[DATASET ENTRIES]
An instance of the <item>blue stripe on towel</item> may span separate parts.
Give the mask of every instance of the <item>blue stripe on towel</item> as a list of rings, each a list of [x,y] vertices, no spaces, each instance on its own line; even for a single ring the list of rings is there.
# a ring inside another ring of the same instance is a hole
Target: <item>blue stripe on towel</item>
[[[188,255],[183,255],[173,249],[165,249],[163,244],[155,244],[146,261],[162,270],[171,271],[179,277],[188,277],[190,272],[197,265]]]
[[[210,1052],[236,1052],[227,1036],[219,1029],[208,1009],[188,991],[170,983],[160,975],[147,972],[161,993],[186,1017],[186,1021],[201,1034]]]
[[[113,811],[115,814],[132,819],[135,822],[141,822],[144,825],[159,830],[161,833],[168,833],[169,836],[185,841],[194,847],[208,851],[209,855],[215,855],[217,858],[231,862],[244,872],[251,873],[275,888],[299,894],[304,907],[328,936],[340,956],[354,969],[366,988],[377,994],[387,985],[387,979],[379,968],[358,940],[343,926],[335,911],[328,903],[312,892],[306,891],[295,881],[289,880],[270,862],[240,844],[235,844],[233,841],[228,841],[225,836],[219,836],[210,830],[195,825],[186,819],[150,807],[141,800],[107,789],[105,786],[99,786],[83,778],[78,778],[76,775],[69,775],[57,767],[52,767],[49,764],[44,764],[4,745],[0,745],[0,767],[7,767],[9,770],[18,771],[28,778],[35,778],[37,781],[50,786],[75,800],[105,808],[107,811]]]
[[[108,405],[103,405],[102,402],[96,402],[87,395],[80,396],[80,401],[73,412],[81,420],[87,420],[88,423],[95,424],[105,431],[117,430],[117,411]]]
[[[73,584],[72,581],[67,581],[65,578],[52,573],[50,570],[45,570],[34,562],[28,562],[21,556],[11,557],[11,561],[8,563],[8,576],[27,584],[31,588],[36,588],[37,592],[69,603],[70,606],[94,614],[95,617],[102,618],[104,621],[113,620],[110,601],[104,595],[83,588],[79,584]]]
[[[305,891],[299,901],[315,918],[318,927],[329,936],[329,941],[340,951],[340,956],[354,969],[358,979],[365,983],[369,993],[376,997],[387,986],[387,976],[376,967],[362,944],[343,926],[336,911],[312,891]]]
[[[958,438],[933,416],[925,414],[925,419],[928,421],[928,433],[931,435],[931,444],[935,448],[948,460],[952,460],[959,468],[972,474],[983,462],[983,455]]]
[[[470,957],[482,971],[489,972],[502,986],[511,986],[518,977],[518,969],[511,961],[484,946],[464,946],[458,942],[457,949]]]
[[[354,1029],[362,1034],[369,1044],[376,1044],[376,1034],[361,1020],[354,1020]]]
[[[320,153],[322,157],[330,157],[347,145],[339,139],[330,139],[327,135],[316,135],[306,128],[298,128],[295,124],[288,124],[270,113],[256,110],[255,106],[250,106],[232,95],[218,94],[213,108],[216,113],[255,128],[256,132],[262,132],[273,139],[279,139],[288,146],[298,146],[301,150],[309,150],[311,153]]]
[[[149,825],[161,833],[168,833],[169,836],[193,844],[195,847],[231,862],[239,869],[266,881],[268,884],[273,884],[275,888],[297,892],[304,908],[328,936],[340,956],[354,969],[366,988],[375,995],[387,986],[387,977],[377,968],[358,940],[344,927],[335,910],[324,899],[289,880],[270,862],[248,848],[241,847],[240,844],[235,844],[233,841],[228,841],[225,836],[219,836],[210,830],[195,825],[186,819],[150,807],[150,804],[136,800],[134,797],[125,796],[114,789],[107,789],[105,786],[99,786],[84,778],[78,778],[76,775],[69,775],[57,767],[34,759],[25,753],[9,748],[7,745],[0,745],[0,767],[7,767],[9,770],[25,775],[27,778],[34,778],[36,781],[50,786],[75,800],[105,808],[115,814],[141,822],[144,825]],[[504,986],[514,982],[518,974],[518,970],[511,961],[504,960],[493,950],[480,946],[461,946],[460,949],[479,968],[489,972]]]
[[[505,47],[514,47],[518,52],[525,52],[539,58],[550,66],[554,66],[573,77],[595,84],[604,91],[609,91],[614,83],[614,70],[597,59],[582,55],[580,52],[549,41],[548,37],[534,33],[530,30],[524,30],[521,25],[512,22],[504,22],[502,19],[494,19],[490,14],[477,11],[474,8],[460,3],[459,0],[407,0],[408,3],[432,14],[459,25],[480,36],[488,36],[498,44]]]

[TASK TO COMPLETE]
Please report how many lines of the records above contain the string "instance", counting case as significant, and give only that number.

[RESULT BELOW]
3